* Document excerpt:
○ ○ ○ ○

Hacker News new | ask | show | jobs
by wvenable 340 days ago
> Unfortunately, while an XML schema can be simple, it can also be unnecessarily complex, bloated, convoluted and difficult to implement without specific knowledge of its features.

One could now use that exact sentence to describe the most popular open document format of all: HTML and CSS.

4 comments

Can you be more specific here? HTML and CSS can't be described like that in my opinion.

It is complex but not complicated. You can start with just a few small parts and get to a usable and clean document within hours from the first contact with the languages. The tags and rules are usually quite self-describing while consice and there are tons and tons of good docs and tools. The development of the standards is also open and you can peek there if you want to understand decisions and rationals.

You could say the existing browser vendors pushed to make the HTML standard more complicated to the point that there's no chance for a newcomer to compete with the existing ones.
Ladybird would like a word.

Though I agree that the web standards are extremely large. Not sure if they are too large, given their cross-platform near OS layer functionality.

It's not about making a document.

It's about making software that would display a document in that format correctly.

I.e., a browser.

The current HTML spec alone is a 1000+ page PDF, and I can't imagine the CSS spec being much shorter.

Wordsmithing your way around this doesn't make them any easier.

Sure, technical documents are long but that still doesn’t support the original claim that they are “unnecessarily complex, bloated, convoluted” and it’s actually evidence against the assertion that they’re “difficult to implement without specific knowledge of its features”: most of why those are long documents is that they carefully detail how necessarily complex systems interact in sufficient detail to implement them whereas the Office XML specs at least historically had things like flags telling to behave like, say, Word95 without fully specifying the behaviour in question.
The original claim was clearly actually just an opinion; I don't think there's merit to treating it as a series of logical statements, or at intricate depth in general.

Evidence for this is in the very words used: unnecessary, complex, bloated, convoluted. These are very human terms that are thus subject to personal interpretation and opinions.

○ ○ ○ ○

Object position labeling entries
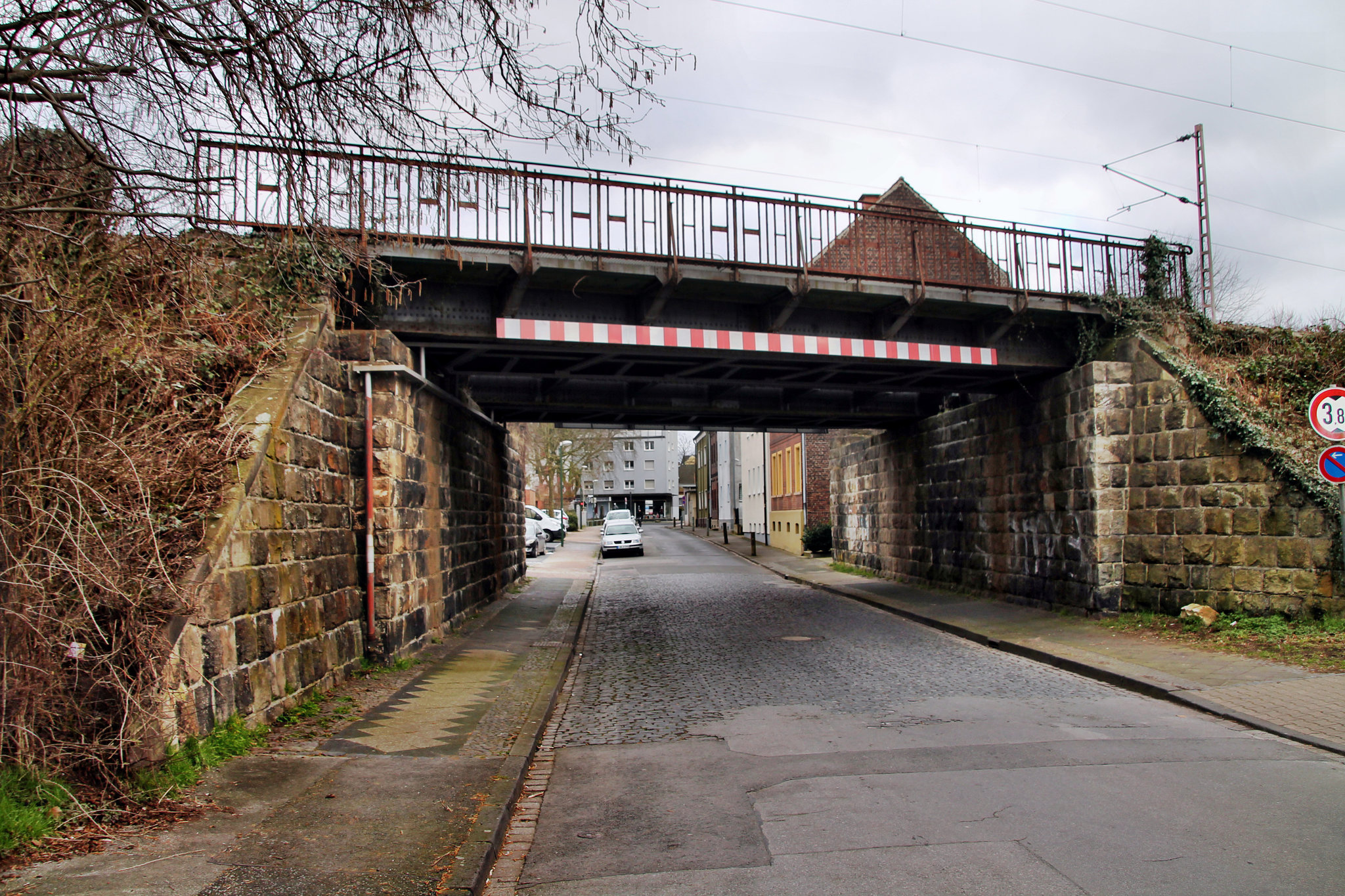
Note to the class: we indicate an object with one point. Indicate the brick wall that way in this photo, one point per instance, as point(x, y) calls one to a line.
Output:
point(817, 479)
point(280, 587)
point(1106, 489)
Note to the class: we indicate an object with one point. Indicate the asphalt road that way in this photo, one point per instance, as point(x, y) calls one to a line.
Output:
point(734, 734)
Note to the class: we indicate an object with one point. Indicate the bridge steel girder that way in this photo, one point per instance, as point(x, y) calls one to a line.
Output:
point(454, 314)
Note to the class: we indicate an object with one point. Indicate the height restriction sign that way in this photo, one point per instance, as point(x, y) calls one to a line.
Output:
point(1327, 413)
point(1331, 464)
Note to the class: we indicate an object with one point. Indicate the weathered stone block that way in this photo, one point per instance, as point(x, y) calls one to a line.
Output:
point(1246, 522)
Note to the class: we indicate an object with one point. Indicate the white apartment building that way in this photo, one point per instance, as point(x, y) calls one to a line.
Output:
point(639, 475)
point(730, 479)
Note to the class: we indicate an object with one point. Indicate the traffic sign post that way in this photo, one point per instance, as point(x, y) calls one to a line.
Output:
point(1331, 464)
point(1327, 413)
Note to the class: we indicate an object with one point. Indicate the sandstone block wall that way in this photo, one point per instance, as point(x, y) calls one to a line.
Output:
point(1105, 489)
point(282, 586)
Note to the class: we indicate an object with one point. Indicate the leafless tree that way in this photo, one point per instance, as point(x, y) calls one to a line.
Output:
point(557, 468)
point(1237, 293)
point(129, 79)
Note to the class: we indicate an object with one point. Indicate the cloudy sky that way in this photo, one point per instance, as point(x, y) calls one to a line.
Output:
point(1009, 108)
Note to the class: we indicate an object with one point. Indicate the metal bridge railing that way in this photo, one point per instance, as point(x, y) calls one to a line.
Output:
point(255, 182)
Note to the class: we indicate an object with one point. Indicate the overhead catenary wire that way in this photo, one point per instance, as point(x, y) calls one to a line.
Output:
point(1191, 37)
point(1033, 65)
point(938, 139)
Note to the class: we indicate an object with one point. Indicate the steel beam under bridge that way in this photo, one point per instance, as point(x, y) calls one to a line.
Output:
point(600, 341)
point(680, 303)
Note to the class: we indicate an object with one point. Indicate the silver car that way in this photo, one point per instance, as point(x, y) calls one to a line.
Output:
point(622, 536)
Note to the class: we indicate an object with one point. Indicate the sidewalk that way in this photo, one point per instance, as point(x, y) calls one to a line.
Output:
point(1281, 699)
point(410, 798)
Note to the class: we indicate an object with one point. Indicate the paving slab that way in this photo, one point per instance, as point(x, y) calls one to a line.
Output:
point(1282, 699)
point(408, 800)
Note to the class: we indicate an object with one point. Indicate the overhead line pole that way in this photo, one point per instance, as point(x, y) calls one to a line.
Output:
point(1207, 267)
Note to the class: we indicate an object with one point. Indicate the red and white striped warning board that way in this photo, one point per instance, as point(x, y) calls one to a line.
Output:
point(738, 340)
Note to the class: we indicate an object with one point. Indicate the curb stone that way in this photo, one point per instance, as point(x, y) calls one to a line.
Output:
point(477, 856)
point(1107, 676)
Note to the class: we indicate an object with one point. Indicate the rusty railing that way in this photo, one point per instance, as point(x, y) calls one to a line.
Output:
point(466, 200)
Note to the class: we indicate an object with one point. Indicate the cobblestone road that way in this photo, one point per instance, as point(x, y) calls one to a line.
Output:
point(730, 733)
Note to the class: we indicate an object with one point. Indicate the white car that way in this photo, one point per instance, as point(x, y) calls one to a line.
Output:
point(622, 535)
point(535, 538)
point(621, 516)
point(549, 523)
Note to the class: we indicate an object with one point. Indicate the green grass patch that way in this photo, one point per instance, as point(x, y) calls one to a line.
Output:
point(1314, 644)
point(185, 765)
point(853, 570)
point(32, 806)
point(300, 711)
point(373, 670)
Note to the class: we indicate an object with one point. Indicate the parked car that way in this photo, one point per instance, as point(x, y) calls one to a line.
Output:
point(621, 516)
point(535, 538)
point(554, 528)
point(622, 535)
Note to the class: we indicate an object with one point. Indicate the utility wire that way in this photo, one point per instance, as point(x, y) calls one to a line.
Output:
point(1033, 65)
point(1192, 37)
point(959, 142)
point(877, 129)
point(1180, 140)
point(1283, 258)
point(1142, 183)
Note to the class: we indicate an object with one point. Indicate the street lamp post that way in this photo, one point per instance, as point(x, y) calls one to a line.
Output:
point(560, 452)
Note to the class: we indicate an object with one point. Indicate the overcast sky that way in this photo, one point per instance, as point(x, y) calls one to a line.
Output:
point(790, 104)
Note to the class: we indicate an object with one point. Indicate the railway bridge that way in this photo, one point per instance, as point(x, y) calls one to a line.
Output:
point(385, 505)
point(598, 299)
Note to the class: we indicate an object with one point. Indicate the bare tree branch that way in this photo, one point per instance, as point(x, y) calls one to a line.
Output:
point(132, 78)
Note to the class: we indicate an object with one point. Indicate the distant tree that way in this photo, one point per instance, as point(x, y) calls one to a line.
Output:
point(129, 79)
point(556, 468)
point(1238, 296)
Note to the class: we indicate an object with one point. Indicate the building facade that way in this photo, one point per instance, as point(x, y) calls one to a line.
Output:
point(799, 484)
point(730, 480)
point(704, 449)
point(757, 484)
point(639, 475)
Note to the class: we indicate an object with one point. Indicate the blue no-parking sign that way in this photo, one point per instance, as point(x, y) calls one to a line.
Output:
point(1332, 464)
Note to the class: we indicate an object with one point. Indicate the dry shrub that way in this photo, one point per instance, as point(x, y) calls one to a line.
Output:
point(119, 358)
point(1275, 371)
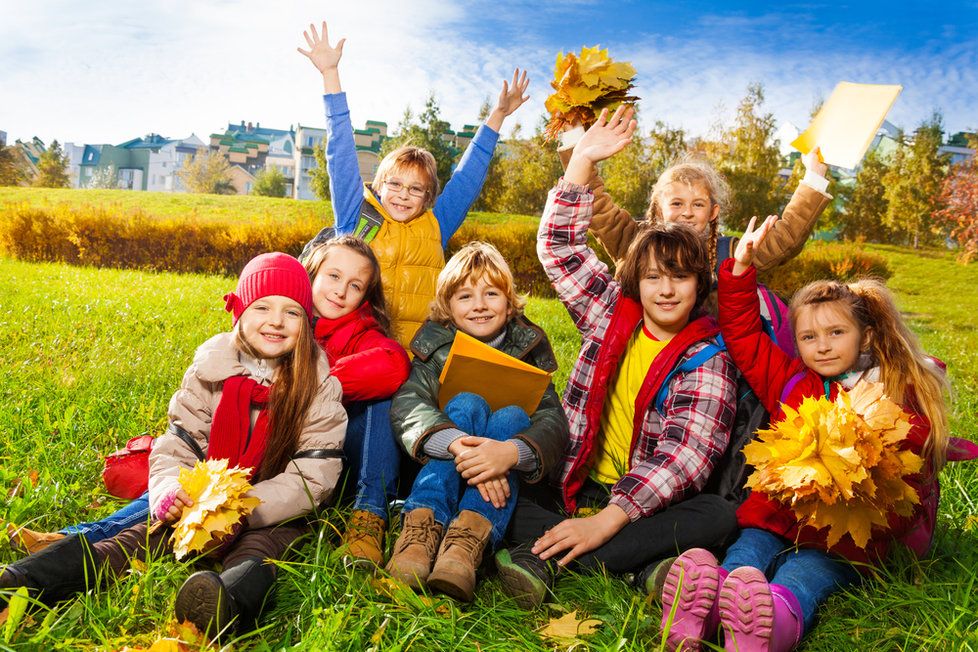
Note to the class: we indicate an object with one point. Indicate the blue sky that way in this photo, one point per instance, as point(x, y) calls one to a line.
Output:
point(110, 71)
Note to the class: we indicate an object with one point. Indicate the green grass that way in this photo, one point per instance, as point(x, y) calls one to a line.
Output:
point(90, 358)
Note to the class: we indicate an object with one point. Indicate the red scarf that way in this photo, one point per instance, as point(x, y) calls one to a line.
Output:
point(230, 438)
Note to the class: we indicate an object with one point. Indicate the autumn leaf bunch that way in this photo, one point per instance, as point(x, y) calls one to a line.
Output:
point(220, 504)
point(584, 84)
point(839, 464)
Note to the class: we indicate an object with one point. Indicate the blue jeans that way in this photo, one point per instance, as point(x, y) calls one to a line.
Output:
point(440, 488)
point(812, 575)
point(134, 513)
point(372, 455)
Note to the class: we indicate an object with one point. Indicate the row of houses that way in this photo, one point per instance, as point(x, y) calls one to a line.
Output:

○ ○ ○ ○

* Task list:
1 - Transcribe the portion of the Hacker News thread on HTML and CSS complexity starting at "One could now" and ending at "like a word.".
2 - Write the next part of the Hacker News thread on HTML and CSS complexity, picking up after its final comment.

* Set of answers:
1 -
One could now use that exact sentence to describe the most popular open document format of all: HTML and CSS.

4 comments

Can you be more specific here? HTML and CSS can't be described like that in my opinion.

It is complex but not complicated. You can start with just a few small parts and get to a usable and clean document within hours from the first contact with the languages. The tags and rules are usually quite self-describing while consice and there are tons and tons of good docs and tools. The development of the standards is also open and you can peek there if you want to understand decisions and rationals.

You could say the existing browser vendors pushed to make the HTML standard more complicated to the point that there's no chance for a newcomer to compete with the existing ones.
Ladybird would like a word.

2 -
It shouldn't be surprising then that their "claim" thus fails scrutiny. All they actually meant to say is that HTML and CSS are both verbose standards with a lot of particularities - still something subjective, but I think page / word / character counts are pretty agreeable attributes to estimate this with in an objective way. Hence why I brought those up exactly.

Of course it’s an opinion: the point is that it’s neither persuasive nor internally inconsistent. They haven’t given any reason to believe they have enough domain knowledge to compare the two authoritatively. It’s also inconsistent to criticize OOXML for being difficult to implement without extra knowledge and then to criticize a truly open spec for being detailed enough to implement without extra – the entire HTML5 process was intended to reduce the number of cases where people were relying on things which required implementers to know how a specific engine like IE worked.
Sure the spec might be enormous but you don't need to touch it at all to be productive quickly. In no HTML or CSS tutorial i'v ever seen was a reference to the spec nor did i need to go there to solve something. And that in itself is another proof how nicely it is designed actually. Because on the other hand there are other document types or schemas where you absolutely have to go to the spec because it's is so cryptic and badly designed and not self-explaining that there is nothing else you can do.
HTML and CSS tutorials are for people authoring HTML and CSS documents, not for people authoring HTML and CSS parsers and renderers.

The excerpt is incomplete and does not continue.